The Spartan Protocol¶
This document explains what the Spartan protocol is, why it exists, and how it compares to similar protocols.
What is Spartan?¶
Spartan is a simple, text-focused internet protocol designed for serving lightweight content. It's similar to Gemini but even simpler—it removes the complexity of TLS while adding native support for content uploads.
Design philosophy¶
Spartan embraces minimalism:
- No encryption by default - Reduces complexity and barrier to entry
- Single-digit status codes - Only 4 possible responses
- Native uploads - Content submission is part of the core protocol
- Plain text focus - Optimized for text content (especially Gemtext)
Protocol format¶
Request format¶
A Spartan request is a single line:
| Component | Description |
|---|---|
host |
The server hostname |
path |
The requested path (URL-encoded) |
content-length |
Length of upload data (0 for GET requests) |
[data] |
Optional upload data |
Examples:
# GET request (no body)
example.com / 0\r\n
# Upload request (with body)
example.com /upload.txt 13\r\nHello, world!

**Data block**.

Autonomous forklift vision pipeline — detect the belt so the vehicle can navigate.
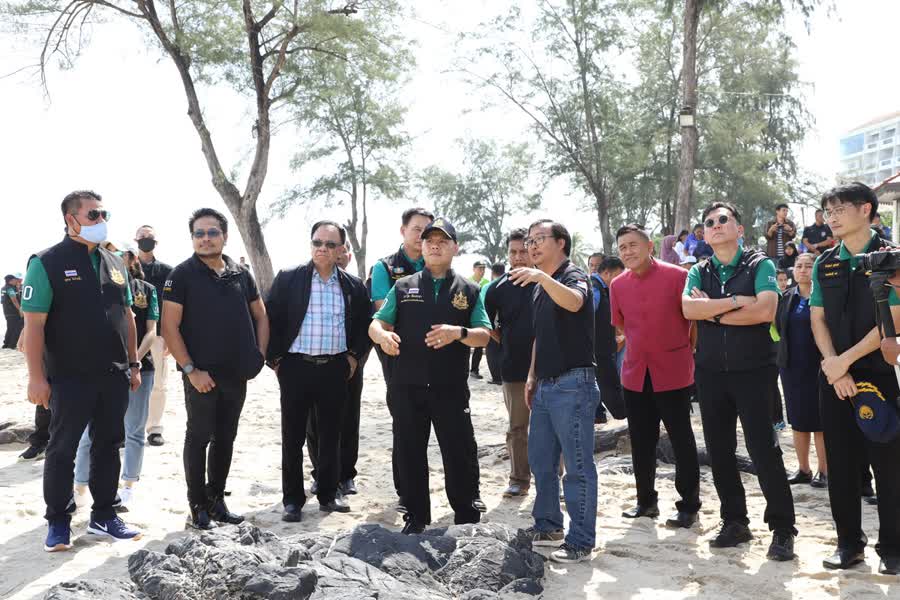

**What you will do**.
**a.** In the text on the Spartan protocol, how many possible responses do Spartan's single-digit status codes allow?
**b.** Please retype the text on the Spartan protocol between "The Spartan Protocol¶" and "content (especially Gemtext)", inclusive.
The lines have no role in this work.

**Answers for the exercise**.
**a.** Four.

**b.**
The Spartan Protocol¶
This document explains what the Spartan protocol is, why it exists, and how it compares to similar protocols.
What is Spartan?¶
Spartan is a simple, text-focused internet protocol designed for serving lightweight content. It's similar to Gemini but even simpler—it removes the complexity of TLS while adding native support for content uploads.
Design philosophy¶
Spartan embraces minimalism:
- No encryption by default - Reduces complexity and barrier to entry
- Single-digit status codes - Only 4 possible responses
- Native uploads - Content submission is part of the core protocol
- Plain text focus - Optimized for text content (especially Gemtext)